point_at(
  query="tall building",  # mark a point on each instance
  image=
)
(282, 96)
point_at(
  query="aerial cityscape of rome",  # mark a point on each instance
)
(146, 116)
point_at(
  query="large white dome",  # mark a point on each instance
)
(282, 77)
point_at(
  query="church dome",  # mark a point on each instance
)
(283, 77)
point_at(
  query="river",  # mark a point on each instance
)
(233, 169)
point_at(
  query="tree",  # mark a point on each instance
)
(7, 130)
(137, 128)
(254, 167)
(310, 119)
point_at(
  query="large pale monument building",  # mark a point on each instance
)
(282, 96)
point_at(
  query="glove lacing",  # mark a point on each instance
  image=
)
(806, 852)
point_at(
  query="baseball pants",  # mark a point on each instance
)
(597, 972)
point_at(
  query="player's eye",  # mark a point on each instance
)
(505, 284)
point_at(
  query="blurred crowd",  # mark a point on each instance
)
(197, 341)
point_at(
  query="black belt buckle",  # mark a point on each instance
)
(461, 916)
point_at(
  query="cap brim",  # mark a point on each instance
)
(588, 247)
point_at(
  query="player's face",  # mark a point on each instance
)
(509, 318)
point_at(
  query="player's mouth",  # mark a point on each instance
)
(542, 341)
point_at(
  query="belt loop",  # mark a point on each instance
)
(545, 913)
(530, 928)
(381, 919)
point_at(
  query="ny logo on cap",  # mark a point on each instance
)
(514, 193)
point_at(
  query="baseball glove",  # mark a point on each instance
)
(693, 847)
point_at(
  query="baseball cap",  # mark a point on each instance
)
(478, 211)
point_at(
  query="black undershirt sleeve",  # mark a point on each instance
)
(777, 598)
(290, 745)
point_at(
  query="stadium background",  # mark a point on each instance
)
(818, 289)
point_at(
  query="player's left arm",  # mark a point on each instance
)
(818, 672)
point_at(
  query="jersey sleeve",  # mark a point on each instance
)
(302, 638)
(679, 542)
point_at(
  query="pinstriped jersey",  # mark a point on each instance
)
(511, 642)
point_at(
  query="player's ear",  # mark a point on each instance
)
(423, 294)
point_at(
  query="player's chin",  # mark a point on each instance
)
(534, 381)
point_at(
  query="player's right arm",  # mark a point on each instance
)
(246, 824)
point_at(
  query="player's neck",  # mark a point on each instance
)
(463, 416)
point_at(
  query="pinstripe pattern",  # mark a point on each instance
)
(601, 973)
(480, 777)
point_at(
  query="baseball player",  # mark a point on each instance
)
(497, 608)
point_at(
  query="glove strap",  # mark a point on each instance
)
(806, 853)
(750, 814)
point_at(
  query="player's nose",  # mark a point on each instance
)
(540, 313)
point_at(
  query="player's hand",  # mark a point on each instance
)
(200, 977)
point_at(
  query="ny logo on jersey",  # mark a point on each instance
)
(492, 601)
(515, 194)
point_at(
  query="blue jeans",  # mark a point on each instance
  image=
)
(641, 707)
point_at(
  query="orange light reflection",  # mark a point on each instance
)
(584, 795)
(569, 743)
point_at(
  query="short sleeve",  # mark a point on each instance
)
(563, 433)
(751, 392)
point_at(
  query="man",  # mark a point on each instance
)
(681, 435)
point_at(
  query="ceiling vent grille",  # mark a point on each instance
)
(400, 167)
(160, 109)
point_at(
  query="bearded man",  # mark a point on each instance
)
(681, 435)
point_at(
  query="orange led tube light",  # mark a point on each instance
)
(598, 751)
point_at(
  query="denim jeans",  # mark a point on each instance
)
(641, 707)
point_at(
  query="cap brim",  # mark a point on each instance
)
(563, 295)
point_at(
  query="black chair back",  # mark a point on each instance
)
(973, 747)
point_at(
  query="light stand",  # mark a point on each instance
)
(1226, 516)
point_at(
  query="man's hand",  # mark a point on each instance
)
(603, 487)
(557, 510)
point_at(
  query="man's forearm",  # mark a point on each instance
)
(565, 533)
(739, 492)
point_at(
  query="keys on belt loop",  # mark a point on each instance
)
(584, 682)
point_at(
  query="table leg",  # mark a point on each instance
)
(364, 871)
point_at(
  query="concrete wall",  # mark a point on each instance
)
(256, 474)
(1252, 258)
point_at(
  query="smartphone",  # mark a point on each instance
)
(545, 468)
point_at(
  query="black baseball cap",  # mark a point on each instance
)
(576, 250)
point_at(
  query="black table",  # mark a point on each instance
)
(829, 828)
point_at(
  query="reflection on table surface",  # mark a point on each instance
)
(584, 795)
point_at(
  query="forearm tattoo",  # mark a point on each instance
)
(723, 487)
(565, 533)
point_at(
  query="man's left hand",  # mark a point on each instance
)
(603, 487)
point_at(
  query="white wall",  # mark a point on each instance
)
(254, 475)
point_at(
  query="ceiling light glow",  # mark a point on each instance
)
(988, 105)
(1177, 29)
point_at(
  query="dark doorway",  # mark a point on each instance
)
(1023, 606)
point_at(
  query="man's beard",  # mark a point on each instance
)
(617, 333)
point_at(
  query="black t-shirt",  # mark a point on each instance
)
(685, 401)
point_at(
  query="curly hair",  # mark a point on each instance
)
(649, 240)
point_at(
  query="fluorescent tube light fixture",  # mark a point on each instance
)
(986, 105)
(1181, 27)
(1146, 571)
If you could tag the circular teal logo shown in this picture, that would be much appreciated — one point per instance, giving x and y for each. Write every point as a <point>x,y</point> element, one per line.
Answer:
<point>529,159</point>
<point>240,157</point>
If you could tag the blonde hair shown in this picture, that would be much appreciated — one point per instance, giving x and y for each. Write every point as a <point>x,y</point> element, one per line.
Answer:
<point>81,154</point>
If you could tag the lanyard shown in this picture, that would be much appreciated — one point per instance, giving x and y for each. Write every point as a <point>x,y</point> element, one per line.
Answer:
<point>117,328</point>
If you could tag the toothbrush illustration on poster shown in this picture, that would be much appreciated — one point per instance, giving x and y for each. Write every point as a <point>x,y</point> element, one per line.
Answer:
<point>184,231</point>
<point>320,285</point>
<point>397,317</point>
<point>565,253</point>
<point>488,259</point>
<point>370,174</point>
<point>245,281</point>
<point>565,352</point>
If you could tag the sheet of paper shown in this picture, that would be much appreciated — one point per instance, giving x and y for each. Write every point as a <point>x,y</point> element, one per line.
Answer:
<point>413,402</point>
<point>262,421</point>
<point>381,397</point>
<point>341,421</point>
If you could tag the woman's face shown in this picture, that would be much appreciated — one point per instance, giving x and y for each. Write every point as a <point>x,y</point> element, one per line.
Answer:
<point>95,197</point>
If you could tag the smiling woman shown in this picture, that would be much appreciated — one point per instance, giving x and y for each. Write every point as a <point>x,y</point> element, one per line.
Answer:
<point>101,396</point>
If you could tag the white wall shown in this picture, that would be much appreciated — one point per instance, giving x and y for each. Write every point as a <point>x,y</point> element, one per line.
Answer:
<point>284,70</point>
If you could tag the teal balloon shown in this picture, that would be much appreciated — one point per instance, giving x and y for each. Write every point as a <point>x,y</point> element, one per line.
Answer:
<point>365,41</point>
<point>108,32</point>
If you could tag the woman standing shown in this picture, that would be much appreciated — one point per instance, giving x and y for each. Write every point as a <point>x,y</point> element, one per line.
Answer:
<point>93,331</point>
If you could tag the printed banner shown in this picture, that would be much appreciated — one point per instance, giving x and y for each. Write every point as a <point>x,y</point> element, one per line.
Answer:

▶ Task to carry out:
Every line in the data above that contains "logo" needs to be copied.

▶ Solution to the problem:
  query="ny logo on cap",  # mark a point on each instance
  query="ny logo on jersey",  # mark a point on each instance
If you could tag the circular teal logo shown in this picture, that would be much appreciated — one point per instance, giving x and y for each. Write every point as a <point>x,y</point> element, one per line.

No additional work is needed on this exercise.